GIVEN EXERCISE -> Which of the lines below contain the string "shirt"? Report each of them in full.

ENTRIES ->
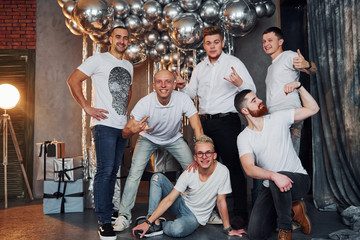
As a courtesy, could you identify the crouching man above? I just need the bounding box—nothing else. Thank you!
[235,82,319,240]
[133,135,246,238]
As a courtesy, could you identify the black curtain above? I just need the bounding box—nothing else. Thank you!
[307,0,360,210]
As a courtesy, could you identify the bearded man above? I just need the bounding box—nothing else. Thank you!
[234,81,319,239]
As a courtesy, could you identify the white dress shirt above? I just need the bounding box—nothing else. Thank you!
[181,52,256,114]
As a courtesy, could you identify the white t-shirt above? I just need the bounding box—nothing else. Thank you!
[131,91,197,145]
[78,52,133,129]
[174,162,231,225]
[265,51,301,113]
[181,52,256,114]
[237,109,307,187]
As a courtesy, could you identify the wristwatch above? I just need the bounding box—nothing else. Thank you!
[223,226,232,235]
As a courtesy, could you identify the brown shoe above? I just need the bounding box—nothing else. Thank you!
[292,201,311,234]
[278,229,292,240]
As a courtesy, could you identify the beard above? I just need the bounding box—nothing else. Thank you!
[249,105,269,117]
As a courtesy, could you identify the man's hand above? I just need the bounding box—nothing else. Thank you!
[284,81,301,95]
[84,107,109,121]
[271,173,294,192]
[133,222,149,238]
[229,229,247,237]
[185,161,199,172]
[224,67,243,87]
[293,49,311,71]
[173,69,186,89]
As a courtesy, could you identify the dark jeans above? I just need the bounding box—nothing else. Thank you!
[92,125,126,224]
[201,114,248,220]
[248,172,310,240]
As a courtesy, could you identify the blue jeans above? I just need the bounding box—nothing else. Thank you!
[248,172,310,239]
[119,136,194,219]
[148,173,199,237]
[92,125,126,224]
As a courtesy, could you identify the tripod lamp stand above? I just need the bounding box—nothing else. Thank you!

==

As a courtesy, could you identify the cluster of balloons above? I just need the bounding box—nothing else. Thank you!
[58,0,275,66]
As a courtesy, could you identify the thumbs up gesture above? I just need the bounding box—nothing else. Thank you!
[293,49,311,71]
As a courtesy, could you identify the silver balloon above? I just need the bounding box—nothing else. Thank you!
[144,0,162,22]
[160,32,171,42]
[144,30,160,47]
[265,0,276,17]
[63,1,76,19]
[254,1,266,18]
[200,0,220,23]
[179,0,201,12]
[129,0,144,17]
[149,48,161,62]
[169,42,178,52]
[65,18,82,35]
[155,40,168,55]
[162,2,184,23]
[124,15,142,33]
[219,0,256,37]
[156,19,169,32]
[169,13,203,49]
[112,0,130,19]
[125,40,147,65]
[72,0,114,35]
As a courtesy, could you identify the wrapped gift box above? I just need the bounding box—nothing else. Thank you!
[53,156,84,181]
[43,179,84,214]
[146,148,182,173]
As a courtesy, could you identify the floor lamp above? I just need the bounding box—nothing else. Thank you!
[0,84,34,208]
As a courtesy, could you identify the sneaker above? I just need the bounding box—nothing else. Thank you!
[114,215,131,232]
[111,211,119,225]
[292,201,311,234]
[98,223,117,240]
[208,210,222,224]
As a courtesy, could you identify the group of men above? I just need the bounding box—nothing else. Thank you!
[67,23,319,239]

* * *

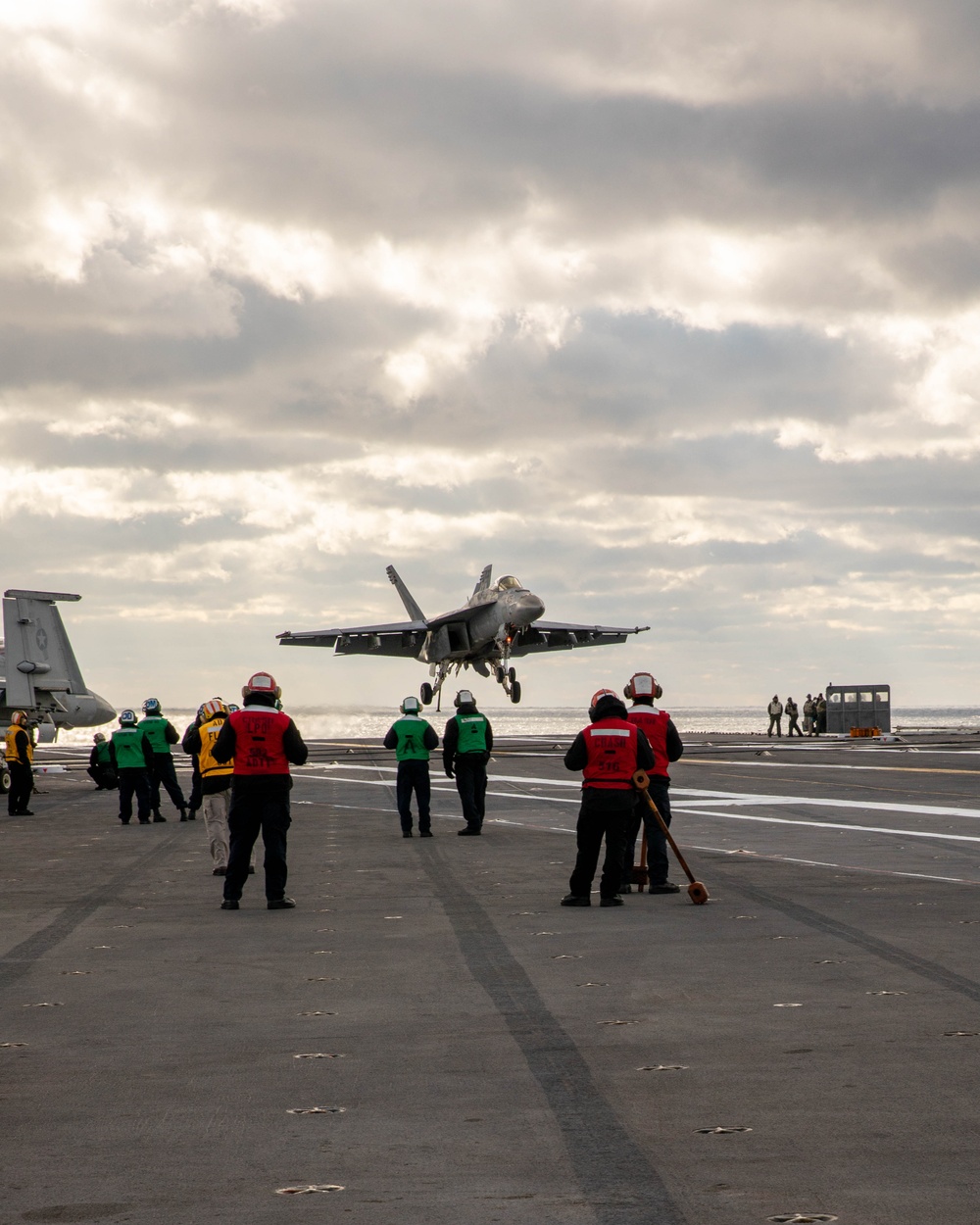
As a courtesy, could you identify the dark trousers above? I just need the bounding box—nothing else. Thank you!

CORRECT ANSWER ->
As a courtesy, could you identify the white dress shirt above? I just need the bounding box—nothing else. Thank you!
As a courtesy, could you identify the white t-shirt above? I just need the bounding box—nothing else. Thank you!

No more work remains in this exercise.